• _GIVEN TASK_: Switch every "photograph" to "image" in everything from the first of the rows below down to the line containing "[943,560,996,629]", both included, and give those lines back with nothing else changed. Leave the pictures out of your answer.

• _TASK DATA_:
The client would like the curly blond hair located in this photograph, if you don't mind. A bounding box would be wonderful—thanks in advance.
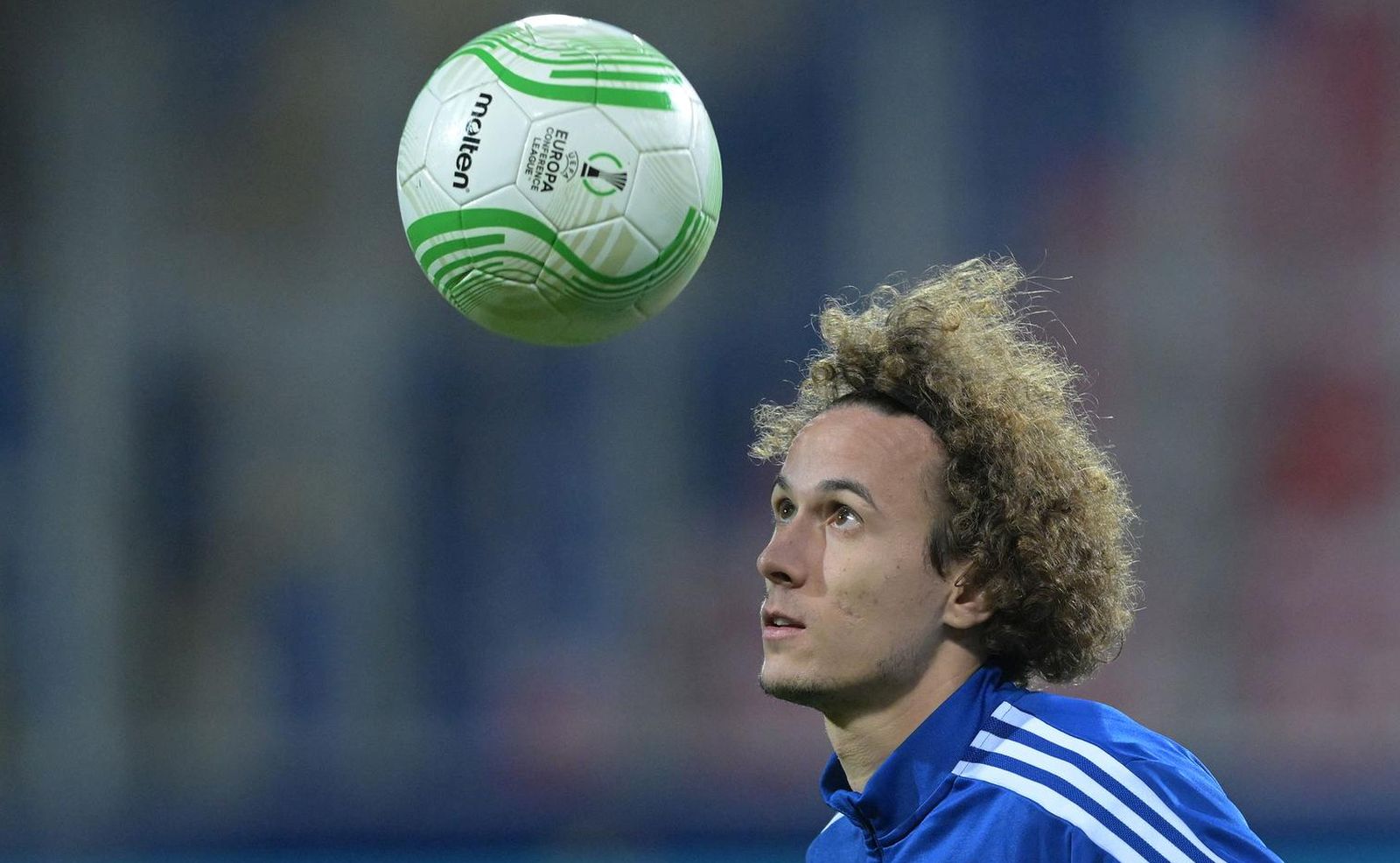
[751,258,1138,684]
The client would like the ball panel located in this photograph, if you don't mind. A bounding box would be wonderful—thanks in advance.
[396,87,443,185]
[627,150,700,248]
[637,214,716,318]
[427,84,529,205]
[425,51,495,101]
[598,84,695,152]
[443,270,569,345]
[515,108,637,231]
[690,100,724,219]
[416,186,556,286]
[399,168,457,239]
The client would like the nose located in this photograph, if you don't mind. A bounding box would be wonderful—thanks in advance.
[758,524,812,587]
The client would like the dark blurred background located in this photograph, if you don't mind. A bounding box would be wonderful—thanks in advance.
[0,0,1400,861]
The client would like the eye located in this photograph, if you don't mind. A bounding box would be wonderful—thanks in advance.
[831,503,861,527]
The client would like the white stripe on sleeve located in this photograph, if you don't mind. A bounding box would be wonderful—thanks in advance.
[991,702,1225,863]
[954,761,1146,863]
[971,732,1194,863]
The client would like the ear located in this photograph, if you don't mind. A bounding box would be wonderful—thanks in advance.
[943,560,996,629]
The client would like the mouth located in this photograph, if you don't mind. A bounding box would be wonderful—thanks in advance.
[761,604,807,642]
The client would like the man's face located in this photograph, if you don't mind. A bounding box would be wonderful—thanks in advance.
[759,405,948,718]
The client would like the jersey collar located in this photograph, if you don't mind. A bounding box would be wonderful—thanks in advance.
[822,665,1019,845]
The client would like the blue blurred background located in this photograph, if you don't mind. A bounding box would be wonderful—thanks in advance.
[0,0,1400,863]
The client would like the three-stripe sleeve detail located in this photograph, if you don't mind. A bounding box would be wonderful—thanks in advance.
[954,704,1223,863]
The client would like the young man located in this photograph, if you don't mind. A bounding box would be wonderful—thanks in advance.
[753,259,1278,863]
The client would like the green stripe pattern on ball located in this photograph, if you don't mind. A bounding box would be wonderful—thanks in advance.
[408,207,716,317]
[443,24,684,110]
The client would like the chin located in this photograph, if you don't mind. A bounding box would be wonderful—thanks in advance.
[759,663,835,711]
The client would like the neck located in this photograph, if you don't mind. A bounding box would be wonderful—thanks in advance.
[826,642,982,793]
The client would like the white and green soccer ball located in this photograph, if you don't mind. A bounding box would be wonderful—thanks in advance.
[397,16,721,345]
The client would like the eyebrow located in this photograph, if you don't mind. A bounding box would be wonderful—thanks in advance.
[773,474,879,510]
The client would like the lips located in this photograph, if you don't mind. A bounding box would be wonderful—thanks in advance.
[763,602,807,629]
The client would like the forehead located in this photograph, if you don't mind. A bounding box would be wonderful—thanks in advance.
[782,405,943,496]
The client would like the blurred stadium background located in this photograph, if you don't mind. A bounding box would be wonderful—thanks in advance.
[0,0,1400,863]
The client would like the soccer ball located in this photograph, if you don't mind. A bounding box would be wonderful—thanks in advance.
[397,16,721,345]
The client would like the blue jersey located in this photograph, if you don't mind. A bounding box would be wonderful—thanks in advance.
[807,667,1278,863]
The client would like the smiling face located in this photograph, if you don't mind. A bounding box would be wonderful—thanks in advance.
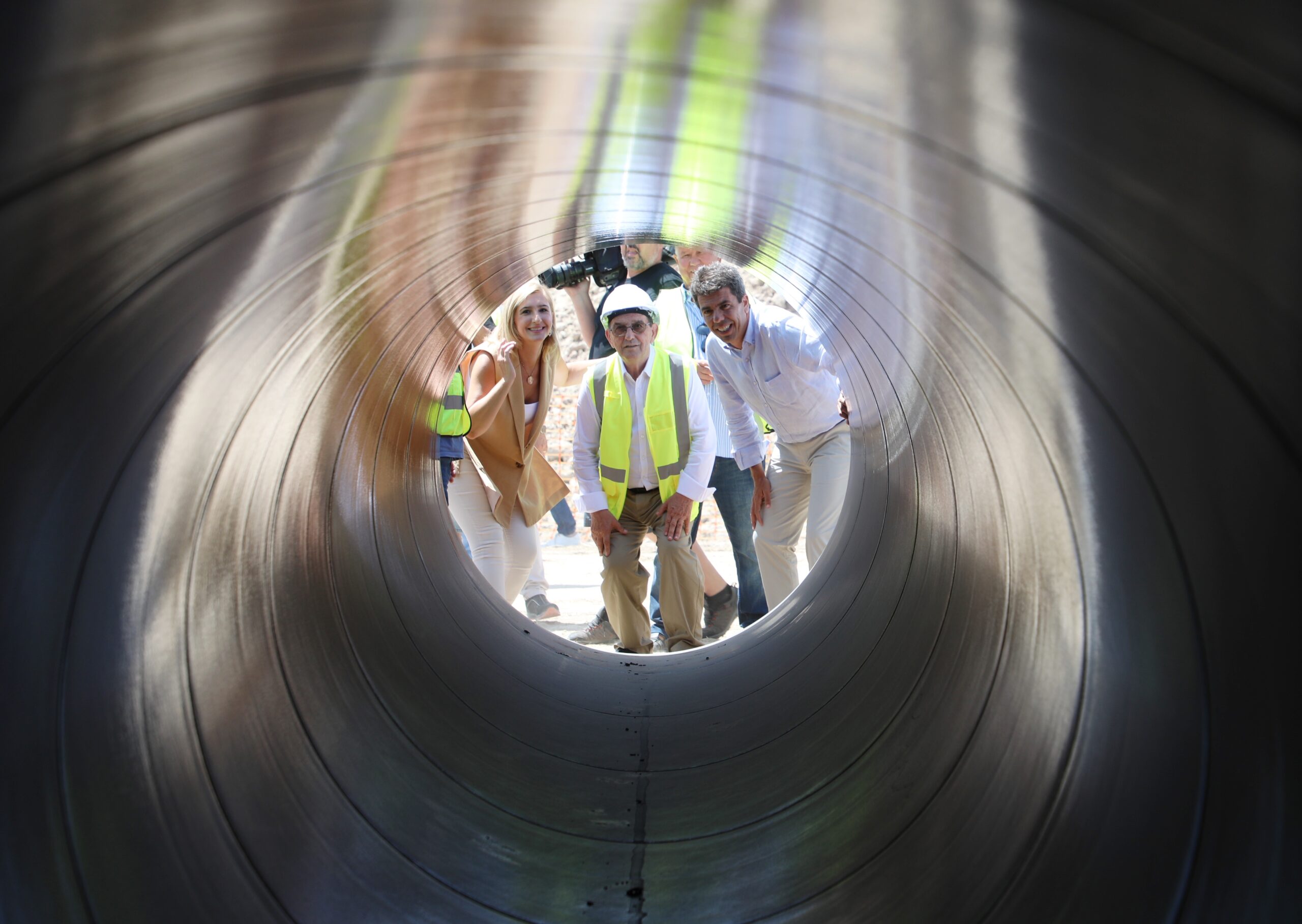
[677,246,719,285]
[605,311,660,375]
[516,291,552,344]
[620,241,664,276]
[697,288,750,350]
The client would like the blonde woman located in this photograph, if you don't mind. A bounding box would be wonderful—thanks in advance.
[448,282,591,611]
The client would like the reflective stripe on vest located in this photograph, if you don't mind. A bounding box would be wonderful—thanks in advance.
[430,370,470,436]
[590,349,700,519]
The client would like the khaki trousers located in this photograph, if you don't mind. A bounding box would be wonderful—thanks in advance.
[602,491,706,654]
[755,422,850,609]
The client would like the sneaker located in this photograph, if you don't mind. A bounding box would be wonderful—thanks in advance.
[543,532,579,549]
[570,607,620,645]
[525,593,561,621]
[700,587,737,639]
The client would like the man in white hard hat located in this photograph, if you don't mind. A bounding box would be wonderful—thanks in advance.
[574,284,715,654]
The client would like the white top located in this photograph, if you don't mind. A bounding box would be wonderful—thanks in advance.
[706,302,841,470]
[574,346,715,513]
[670,286,733,457]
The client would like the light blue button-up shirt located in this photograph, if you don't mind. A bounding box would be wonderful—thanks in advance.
[706,302,841,470]
[677,286,732,457]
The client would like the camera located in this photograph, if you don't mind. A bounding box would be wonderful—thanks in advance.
[538,247,629,289]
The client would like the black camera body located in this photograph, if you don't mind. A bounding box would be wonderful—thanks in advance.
[538,246,629,289]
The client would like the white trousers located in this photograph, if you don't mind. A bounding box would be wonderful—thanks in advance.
[448,459,546,603]
[755,422,850,609]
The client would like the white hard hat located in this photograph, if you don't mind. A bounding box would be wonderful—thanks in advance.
[602,282,660,328]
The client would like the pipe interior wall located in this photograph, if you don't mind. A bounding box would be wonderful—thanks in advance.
[0,0,1302,921]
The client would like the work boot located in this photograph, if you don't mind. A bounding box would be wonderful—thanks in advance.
[700,587,737,639]
[570,607,620,645]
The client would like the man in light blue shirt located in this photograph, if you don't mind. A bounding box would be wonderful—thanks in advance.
[691,263,850,607]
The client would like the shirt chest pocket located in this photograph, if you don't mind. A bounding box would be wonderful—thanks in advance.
[764,372,802,406]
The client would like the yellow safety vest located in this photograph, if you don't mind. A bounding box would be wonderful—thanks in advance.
[588,349,700,519]
[430,370,470,436]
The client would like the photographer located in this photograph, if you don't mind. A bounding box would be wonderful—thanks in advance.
[564,241,682,359]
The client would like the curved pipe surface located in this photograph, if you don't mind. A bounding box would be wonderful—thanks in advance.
[0,0,1302,921]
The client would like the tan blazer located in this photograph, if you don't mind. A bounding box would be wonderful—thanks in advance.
[462,349,569,526]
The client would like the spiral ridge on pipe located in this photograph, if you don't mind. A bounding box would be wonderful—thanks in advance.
[0,0,1302,921]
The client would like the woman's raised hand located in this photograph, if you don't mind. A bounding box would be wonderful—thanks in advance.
[496,340,519,385]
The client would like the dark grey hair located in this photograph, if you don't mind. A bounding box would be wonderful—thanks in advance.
[691,261,746,305]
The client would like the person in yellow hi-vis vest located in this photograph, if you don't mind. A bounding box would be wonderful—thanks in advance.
[574,284,715,654]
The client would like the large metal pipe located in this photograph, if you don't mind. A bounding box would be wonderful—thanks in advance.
[0,0,1302,921]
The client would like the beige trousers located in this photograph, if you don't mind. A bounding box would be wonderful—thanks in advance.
[602,491,706,654]
[755,422,850,609]
[448,459,540,603]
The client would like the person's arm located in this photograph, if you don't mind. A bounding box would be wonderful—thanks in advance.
[466,340,518,440]
[656,376,715,540]
[574,382,629,556]
[563,280,604,350]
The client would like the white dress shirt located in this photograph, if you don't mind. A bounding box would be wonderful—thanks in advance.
[706,302,841,470]
[673,286,732,458]
[574,346,715,513]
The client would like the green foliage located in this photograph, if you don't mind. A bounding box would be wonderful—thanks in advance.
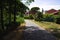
[43,14,55,22]
[24,14,33,19]
[31,7,40,11]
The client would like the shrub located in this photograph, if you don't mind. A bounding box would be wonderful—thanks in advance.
[43,14,55,22]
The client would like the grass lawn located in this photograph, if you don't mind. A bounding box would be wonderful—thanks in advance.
[33,20,60,40]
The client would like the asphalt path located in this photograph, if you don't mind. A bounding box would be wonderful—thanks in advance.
[23,20,56,40]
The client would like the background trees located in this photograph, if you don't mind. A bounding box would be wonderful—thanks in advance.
[0,0,34,31]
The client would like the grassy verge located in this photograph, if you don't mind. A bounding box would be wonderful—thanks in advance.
[33,21,60,40]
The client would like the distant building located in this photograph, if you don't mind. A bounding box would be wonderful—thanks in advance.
[45,9,60,15]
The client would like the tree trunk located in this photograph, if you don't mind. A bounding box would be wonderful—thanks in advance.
[14,0,17,24]
[0,0,4,31]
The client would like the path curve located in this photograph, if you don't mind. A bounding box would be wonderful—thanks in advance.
[24,20,56,40]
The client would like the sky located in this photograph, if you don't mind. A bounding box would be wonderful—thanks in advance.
[28,0,60,10]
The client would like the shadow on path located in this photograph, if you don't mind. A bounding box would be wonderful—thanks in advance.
[3,26,56,40]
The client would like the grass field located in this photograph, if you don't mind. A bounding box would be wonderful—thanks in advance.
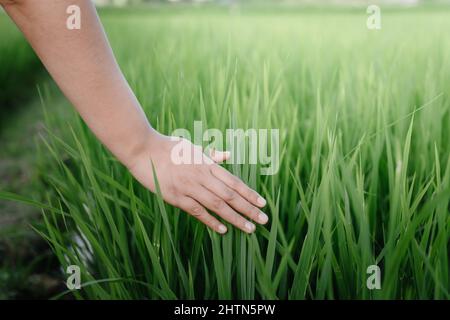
[0,5,450,299]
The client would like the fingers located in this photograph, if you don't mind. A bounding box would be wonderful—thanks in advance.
[203,176,269,224]
[211,165,266,208]
[179,197,227,234]
[190,185,256,233]
[209,149,230,163]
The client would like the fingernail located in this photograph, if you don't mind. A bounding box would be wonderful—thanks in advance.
[258,212,269,224]
[257,196,267,207]
[218,224,227,234]
[245,221,256,232]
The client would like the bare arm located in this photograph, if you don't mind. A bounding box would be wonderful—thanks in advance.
[0,0,268,233]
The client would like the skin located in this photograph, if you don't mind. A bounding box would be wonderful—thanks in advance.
[0,0,268,234]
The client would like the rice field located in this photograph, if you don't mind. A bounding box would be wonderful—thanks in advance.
[0,7,450,299]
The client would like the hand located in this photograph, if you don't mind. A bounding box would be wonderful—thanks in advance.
[129,134,268,234]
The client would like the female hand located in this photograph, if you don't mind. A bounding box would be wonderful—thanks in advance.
[129,134,268,234]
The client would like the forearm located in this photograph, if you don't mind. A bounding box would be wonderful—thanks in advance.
[4,0,155,166]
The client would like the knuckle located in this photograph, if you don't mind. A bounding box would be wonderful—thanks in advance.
[224,190,236,202]
[231,177,242,189]
[250,206,260,219]
[213,199,225,210]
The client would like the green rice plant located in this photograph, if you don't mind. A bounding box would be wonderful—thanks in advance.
[0,12,41,117]
[0,5,450,299]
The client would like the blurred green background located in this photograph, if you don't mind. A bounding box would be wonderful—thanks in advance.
[0,0,450,299]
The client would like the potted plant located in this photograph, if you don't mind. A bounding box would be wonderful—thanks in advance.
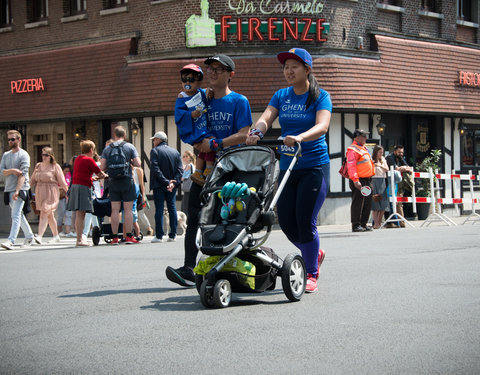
[415,149,442,220]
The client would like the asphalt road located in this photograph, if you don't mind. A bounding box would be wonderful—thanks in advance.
[0,225,480,375]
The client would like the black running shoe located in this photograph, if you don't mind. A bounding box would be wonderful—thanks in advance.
[165,266,195,287]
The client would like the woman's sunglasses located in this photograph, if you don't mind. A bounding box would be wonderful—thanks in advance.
[182,77,201,83]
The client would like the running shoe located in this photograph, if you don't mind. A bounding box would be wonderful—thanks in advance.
[305,273,318,293]
[165,266,195,287]
[317,249,325,279]
[125,236,139,245]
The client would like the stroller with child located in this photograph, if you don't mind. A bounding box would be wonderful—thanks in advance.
[92,188,143,246]
[194,141,306,308]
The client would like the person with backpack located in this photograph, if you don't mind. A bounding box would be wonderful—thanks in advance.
[100,125,141,245]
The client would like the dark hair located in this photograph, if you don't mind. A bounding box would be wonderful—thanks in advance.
[305,71,320,109]
[372,145,383,161]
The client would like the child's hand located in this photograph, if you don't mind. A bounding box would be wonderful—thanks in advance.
[205,87,213,100]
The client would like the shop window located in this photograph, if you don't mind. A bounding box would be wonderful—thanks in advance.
[460,129,480,168]
[27,0,48,23]
[63,0,87,17]
[457,0,478,23]
[421,0,437,13]
[103,0,128,9]
[0,0,12,27]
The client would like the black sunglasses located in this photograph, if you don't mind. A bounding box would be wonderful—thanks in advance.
[182,77,201,83]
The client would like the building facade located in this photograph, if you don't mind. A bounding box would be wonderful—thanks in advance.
[0,0,480,224]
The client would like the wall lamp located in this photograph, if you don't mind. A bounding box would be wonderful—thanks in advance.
[375,115,387,136]
[74,124,87,141]
[458,118,468,135]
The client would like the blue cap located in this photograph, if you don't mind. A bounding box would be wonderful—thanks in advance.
[277,48,313,68]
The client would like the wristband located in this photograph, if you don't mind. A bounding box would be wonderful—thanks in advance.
[209,138,223,152]
[248,129,264,139]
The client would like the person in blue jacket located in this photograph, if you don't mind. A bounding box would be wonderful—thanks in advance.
[165,55,252,287]
[246,48,332,293]
[175,64,215,185]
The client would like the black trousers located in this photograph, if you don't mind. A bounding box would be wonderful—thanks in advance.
[349,178,372,229]
[184,182,202,269]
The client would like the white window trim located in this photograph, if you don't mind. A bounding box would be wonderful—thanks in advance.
[25,20,48,29]
[417,10,445,20]
[60,13,88,23]
[457,20,479,29]
[100,5,128,16]
[0,26,13,33]
[377,3,405,13]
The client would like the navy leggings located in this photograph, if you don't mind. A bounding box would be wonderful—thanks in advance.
[277,164,330,276]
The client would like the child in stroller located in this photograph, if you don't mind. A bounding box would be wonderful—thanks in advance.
[194,141,306,308]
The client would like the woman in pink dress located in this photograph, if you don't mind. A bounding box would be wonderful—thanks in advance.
[30,147,68,243]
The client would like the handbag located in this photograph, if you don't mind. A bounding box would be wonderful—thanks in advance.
[372,194,382,202]
[30,196,40,215]
[182,164,193,193]
[338,158,350,179]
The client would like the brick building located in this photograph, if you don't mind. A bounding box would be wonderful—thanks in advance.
[0,0,480,223]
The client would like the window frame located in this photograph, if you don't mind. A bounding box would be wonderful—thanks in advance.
[0,0,12,28]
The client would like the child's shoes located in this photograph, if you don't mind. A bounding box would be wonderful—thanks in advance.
[190,171,205,186]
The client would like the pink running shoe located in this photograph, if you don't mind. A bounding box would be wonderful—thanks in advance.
[305,273,318,293]
[317,249,325,279]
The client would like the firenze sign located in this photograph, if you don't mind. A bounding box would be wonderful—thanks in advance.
[185,0,330,47]
[10,78,45,94]
[458,72,480,87]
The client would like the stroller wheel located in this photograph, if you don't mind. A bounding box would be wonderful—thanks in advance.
[213,279,232,308]
[92,227,101,246]
[282,253,307,302]
[200,280,213,308]
[195,274,204,294]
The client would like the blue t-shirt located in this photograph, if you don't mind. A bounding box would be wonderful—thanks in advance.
[207,91,252,139]
[268,86,332,170]
[175,89,212,145]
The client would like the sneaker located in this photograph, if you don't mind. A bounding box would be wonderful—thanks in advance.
[47,236,60,243]
[23,237,33,247]
[316,249,325,279]
[165,266,195,287]
[125,236,139,245]
[190,171,205,186]
[0,241,13,250]
[305,273,318,293]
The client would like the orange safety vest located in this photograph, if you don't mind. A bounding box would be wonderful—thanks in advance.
[347,143,375,178]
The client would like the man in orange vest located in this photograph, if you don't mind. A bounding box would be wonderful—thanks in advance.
[347,129,375,232]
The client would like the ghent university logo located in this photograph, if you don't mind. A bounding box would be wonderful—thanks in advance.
[185,0,217,48]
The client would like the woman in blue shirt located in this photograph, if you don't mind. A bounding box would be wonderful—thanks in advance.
[246,48,332,293]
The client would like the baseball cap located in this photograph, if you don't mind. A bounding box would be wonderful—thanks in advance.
[277,48,313,68]
[180,64,203,77]
[150,132,167,142]
[353,129,370,138]
[205,55,235,72]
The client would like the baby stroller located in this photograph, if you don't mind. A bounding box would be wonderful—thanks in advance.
[92,189,143,246]
[194,140,307,308]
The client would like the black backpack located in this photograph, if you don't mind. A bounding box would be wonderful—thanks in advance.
[107,142,130,179]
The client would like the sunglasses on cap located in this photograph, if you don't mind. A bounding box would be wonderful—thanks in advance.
[182,76,201,83]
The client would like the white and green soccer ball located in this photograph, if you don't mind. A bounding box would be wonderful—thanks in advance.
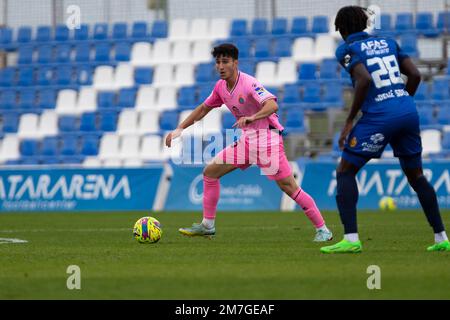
[133,217,162,243]
[378,196,397,211]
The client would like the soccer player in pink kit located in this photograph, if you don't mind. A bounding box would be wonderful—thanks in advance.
[166,44,332,241]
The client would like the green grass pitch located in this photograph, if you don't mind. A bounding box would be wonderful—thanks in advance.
[0,210,450,299]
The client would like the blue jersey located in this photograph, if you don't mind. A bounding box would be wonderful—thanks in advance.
[336,32,417,117]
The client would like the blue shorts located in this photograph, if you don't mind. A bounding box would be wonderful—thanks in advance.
[342,112,422,167]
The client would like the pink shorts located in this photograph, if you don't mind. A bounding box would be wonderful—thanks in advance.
[215,130,292,180]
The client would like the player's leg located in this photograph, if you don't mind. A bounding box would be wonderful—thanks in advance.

• _SOLVED EXERCISE_:
The client would like the curly blond hair located in this image, if you don't mind. A bounding box would be wonderful—thanks in advance.
[751,258,1138,684]
The client would like the ball panel located in this image, if you don't mind. A bounding box would be wonderful—thanks in advance.
[396,87,443,185]
[627,150,700,248]
[637,214,716,318]
[427,84,529,205]
[425,51,495,101]
[598,84,695,152]
[443,270,569,345]
[515,108,637,231]
[690,100,724,219]
[416,186,556,286]
[399,168,457,239]
The client would like the nose located in this image, if you don't mind. A bounding box would be wonderful—thanks in advance.
[758,524,812,587]
The client would like the dark blurred background located in this image, if you don't mind. A bounding box would be wonderful—thanks in advance.
[0,0,1400,861]
The client would like the eye located in this image, if you don't mind. A bounding box would be wonderful—thanks in advance.
[831,503,861,527]
The client would like the white stripe on sleeve located in this image, if you don't mind. A bounding box would be wonderful—thanks in advance.
[991,702,1225,863]
[954,761,1146,863]
[971,732,1194,863]
The client would like the ear located in this image, if you don't mind. A bounding box would be wonderful—thanks in advance.
[943,560,996,629]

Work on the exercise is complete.